§ TEXTO MOSTRADO:
============================================================
La palabra heredada

El tema de este mes de marzo que comienza, en Libro de arena, va a ser Mujeres y Literatura. Abrimos el mes con un fragmento de La palabra heredada, en el que Eudora Welty relata la importancia de los libros, y de las presencias de de su padre y su madre, en sus inicios como lectora. El libro recopila tres conferencias que Welty ofreció en la universidad de Harvard en abril de 1983.


1. Escuchar

“A los dos años me enseñaron que cualquier habitación de nuestra casa, a cualquier hora del día, podría ocuparse para leer, y sobre todo para hacerlo en voz alta a quien quisiera escuchar. A mí me leía mi madre. Me solía leer por las mañanas en el dormitorio grande, juntas las dos en una mecedora que crujía al compás de nuestros movimientos, como una cigarra que acompañara el desarrollo del relato. Me leía en el comedor durante las tardes de invierno, ante el fuego de carbón, y la historia la terminaba el reloj con su cucú, y me leía por la noche, cuando yo me acostaba. Creo que no le di un solo respiro. A veces me leía incluso en la cocina, mientras batía la mantequilla, y el sonido del mortero repicaba a la par que el cuento, cualquiera que eligiese. Soñaba con que ella me leyera mientras batía yo la mantequilla: una vez decidió complacerme, pero el cuento terminó sin que yo hubiese podido cuajarla. Mi madre se reveló como una lectora muy expresiva. Cuando leía “El gato con botas”, por ejemplo, era imposible no descubrir que no se fiaba de ningún gato.

Me asombró y me decepcionó que los libros de cuentos los escribieran las personas, y no maravillas de la naturaleza que brotaran como la hierba. Con todo, ajena a su procedencia, no recuerdo un solo momento en el que no estuviera enamorada de ellos: de los propios libros, de las cubiertas, de la encuadernación y del papel en el que estuvieran impresos, de su olor y de su peso… Los cogía en brazos como si los hubiese capturado y los poseyera, y me los llevaba a un rincón. Aún analfabeta, ya estaba lista para los libros, entregada a toda la lectura que pudiera brindarles. 

Ni mi padre ni mi madre se habían criado en casas con presupuesto para una gran cantidad de libros: aunque debió de causarle enormes estrecheces, habida cuenta de su salario de joven oficinista en una joven compañía de seguros, mi padre seleccionó y encargó con constancia todo cuanto él y Madre consideraban beneficioso para nosotros: puede decirse que compraban de cara al futuro.
============================================================
§ CONSIGNA 1: Según el texto sobre La palabra heredada, ¿en qué universidad ofreció Eudora Welty las tres conferencias que recopila el libro?
§ CONSIGNA 2: Copia sin cambios, del texto sobre La palabra heredada, el tramo que va desde "Ni mi padre" hasta "cara al futuro.".

§ DATOS DE ORIGEN:
============================================================
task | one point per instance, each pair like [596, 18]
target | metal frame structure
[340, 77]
============================================================
§ SOLUCIÓN 1: En la universidad de Harvard.

§ SOLUCIÓN 2:
Ni mi padre ni mi madre se habían criado en casas con presupuesto para una gran cantidad de libros: aunque debió de causarle enormes estrecheces, habida cuenta de su salario de joven oficinista en una joven compañía de seguros, mi padre seleccionó y encargó con constancia todo cuanto él y Madre consideraban beneficioso para nosotros: puede decirse que compraban de cara al futuro.